* Short problem
Using the post on agile myths below, state whether each statement agrees with it: (a) the post's stated purpose is to defend agile; (b) it calls agile a set of values and principles rather than a method; (c) it says the Agile Manifesto calls for no planning. Answer each with yes or no, followed by the deciding words of the post quoted exactly.

* Supplied text
Agile software development has been declared a revolution, a religion, a silver bullet, an illusion and even a fraud. After more than two decades of widespread adoption, the myths have compounded faster than the practice has matured. Some myths are convenient, some are profitable. But as with most myths, they are dangerous.
Agile is not a method. It is a set of values and principles. Everything else is interpretation.

The purpose of this post is neither to defend agile or condemn it. The purpose is to be precise. Precision is what separates engineering from guesswork. And engineering is what we do.
Myth 1: Agile means no planning
This is the most seductive myth because it sounds liberating. It is also the one most likely to torpedo a project.
The Agile Manifesto does not say “no planning.” It says “responding to change over following a plan.” The key word is over – not instead of. A team with no plan is not agile. It is adrift.

* Information provided
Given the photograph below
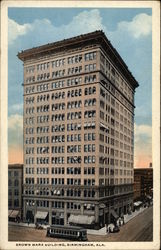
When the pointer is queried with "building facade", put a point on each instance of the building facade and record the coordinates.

* Exercise answer
(a) No: "The purpose of this post is neither to defend agile or condemn it."
(b) Yes: "Agile is not a method. It is a set of values and principles."
(c) No: "The Agile Manifesto does not say “no planning.”"